* _Your instructions_: Could you state how many lines of the material hold "flower"? Include nothing beyond the number.

········

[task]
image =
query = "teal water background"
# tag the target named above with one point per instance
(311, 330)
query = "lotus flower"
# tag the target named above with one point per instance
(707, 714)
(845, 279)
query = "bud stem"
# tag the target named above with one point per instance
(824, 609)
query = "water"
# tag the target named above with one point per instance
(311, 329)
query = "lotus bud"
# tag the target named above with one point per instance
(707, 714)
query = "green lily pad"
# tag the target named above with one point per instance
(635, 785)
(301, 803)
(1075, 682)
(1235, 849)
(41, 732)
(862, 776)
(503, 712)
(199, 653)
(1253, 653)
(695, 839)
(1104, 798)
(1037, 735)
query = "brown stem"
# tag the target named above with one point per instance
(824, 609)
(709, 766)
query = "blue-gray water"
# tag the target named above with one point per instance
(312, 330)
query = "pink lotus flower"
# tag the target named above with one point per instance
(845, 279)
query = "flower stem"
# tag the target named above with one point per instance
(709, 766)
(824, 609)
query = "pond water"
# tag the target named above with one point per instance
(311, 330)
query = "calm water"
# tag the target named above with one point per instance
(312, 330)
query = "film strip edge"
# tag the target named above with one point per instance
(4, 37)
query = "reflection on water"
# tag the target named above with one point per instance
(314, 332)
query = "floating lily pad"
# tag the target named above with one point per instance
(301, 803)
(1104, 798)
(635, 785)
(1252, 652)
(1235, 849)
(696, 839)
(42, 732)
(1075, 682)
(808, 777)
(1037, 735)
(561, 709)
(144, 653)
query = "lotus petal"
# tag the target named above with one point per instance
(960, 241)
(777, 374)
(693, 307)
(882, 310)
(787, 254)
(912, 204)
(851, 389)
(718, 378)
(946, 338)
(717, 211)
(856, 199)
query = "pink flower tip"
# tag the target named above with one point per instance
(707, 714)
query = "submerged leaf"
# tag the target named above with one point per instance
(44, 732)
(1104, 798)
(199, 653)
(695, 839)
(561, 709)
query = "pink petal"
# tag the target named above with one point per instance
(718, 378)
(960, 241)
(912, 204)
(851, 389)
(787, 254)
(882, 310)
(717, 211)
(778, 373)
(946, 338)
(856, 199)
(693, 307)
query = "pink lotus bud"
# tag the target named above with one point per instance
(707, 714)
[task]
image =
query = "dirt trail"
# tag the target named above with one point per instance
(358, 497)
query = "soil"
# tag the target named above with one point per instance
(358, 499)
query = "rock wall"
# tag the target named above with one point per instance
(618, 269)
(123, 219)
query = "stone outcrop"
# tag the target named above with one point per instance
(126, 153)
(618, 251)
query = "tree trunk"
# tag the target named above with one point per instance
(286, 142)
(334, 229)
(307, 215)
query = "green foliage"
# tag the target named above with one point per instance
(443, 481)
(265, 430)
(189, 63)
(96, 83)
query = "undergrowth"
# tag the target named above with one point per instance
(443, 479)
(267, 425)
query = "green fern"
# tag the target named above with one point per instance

········

* _Finished exercise_: 4